Text for analysis:
========================

Fairness is still our guide

This week's financial turbulence provides the starkest demonstration yet that we are living in an era of dramatic global change. Financial markets across the world are in uncharted waters. The British economy prospers as a global hub for investment, trade and services. That openness is a source of strength. But it also means that we cannot insulate ourselves from the contagious effects of the financial crisis in the United States, and the sharp increase in world commodity prices.

Nobody should underestimate the severity of this crisis. The US government now owns much of the US mortgage market and a large part of the world's biggest insurer. Two of Britain's biggest banks and mortgage lenders have had to merge. These are events of historic significance, and they demand firm and decisive leadership.

That is why all the efforts of our party and our government must be concentrated on the needs of the British people, whose paramount concern is how this week's events will impact upon their families, and how we can help them through this crisis.

Just as when we stopped Northern Rock going to the wall, we took the necessary and decisive action this week to protect stability and keep the financial system moving. We have acted to secure people's savings, support the housing market, and underpin liquidity in the banking sector. And with our support, the Financial Services Authority has banned short-selling of financial stocks.

I would have liked a national consensus on that measure but - as with Northern Rock - the Conservatives offer partisan criticism. While much of their image has changed, the Conservatives' instinct is still for government to walk away rather than intervene. Last year they even proposed to abolish mortgage regulations, saying the banks should be left to their own devices and simply "nudged" to act responsibly. You cannot "nudge" your way through a financial crisis.

In days of higher growth we reduced the national debt to give us the flexibility to increase borrowing in these hard times. Thus we are able to give a £120 tax cut to every basic-rate taxpayer, increase our winter fuel payments to pensioners, and step up government funding for homes, schools and hospitals, so that our capital investment, and the jobs that depend on it, continues.

The Conservative party's ideological objection to higher borrowing - coupled with its insistence on prioritising a £1bn inheritance tax cut for the top 3,000 estates - would have required it to scale back public services.

People are beginning to see again that politics is not a permanent referendum on a government, but a choice between competing philosophies.

========================

Supplied entries:
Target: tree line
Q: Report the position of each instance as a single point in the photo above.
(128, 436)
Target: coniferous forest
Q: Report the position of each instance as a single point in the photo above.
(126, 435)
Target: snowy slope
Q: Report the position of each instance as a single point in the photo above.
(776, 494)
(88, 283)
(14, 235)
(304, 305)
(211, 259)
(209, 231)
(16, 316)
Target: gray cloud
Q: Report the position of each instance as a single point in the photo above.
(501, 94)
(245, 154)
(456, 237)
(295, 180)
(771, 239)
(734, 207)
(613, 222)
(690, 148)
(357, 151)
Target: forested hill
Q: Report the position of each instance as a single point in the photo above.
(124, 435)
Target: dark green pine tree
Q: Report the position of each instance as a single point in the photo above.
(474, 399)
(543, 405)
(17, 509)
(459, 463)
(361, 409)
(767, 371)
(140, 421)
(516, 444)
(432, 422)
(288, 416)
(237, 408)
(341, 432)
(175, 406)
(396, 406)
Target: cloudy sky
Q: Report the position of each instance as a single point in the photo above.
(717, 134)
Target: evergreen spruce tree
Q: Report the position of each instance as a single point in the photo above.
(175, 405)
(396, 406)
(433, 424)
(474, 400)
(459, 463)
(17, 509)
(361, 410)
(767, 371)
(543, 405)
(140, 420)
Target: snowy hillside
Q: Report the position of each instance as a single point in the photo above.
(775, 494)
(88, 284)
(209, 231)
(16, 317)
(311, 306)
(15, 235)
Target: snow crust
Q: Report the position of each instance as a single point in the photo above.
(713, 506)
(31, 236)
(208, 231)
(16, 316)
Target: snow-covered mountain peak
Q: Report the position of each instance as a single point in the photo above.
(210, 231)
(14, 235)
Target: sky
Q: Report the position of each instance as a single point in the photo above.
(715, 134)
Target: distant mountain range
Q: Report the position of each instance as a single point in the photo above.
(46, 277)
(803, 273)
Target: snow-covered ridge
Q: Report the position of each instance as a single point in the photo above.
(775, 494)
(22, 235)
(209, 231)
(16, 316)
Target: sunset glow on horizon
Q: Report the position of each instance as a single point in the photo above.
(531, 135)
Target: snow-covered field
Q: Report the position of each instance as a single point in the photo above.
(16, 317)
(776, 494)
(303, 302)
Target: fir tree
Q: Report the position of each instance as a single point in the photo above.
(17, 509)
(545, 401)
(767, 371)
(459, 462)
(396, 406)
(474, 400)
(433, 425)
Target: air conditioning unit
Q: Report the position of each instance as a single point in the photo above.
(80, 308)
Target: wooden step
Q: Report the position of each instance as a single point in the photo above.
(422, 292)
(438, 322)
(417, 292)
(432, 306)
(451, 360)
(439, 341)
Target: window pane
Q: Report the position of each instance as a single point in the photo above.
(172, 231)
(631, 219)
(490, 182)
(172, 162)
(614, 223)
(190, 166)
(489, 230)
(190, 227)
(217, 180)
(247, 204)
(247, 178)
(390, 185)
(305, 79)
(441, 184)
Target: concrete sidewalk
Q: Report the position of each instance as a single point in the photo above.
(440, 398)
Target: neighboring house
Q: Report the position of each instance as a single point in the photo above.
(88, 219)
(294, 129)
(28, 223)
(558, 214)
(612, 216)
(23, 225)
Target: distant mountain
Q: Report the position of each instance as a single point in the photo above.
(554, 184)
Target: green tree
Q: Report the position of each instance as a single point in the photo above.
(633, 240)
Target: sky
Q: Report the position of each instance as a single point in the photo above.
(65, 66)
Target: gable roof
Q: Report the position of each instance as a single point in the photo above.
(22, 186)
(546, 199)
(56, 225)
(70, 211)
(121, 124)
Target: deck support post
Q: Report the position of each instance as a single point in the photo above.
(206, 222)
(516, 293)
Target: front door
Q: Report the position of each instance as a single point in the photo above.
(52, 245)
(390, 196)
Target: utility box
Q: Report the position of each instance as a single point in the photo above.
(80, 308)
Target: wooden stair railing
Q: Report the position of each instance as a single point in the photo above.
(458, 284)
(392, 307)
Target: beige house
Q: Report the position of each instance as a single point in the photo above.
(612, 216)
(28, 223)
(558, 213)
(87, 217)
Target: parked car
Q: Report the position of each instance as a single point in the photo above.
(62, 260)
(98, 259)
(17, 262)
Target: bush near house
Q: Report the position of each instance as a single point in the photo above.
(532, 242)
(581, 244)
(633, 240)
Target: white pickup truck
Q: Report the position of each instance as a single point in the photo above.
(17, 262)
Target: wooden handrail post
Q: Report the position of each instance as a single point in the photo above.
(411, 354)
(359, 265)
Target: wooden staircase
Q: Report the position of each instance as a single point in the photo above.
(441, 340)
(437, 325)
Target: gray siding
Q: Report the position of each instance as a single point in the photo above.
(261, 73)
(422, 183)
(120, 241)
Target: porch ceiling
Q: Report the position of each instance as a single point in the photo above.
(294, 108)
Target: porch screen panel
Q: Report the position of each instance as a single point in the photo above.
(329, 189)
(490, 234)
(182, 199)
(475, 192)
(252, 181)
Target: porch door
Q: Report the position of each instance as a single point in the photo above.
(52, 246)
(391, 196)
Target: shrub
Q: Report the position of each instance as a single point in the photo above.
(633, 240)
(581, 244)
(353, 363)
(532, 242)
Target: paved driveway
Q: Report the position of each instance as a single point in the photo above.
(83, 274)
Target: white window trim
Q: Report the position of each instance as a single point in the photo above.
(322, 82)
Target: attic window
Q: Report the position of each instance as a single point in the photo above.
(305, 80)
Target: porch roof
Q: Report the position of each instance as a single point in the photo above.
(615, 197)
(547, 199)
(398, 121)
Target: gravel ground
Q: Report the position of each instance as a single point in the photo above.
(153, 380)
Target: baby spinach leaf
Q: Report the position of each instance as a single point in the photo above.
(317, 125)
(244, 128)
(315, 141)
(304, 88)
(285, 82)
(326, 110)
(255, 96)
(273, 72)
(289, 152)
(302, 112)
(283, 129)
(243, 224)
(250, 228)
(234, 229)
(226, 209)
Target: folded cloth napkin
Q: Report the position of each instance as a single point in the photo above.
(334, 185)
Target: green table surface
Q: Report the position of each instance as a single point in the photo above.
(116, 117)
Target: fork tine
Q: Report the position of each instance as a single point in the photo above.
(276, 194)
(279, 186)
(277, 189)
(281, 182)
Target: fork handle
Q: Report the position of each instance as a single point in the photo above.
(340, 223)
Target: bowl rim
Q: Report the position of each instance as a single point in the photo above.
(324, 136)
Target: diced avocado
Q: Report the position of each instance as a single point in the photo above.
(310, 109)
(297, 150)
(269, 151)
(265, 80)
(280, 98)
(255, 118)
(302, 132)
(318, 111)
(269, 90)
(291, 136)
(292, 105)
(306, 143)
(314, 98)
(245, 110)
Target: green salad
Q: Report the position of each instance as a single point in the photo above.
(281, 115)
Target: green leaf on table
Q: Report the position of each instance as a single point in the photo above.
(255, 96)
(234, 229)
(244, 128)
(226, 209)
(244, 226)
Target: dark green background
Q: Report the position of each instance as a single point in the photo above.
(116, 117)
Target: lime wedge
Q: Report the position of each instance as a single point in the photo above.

========================

Check your understanding:
**A.** In the article on the financial crisis, the sentence beginning "We have acted to" names what the government has acted to do. List each of those actions.
**B.** Retype the stretch of the article on the financial crisis from "Nobody should underestimate" through "through this crisis.", leaving every word and mark unchanged.

Outputs by task:
**A.**
- Secure people's savings
- Support the housing market
- Underpin liquidity in the banking sector

**B.**
Nobody should underestimate the severity of this crisis. The US government now owns much of the US mortgage market and a large part of the world's biggest insurer. Two of Britain's biggest banks and mortgage lenders have had to merge. These are events of historic significance, and they demand firm and decisive leadership.

That is why all the efforts of our party and our government must be concentrated on the needs of the British people, whose paramount concern is how this week's events will impact upon their families, and how we can help them through this crisis.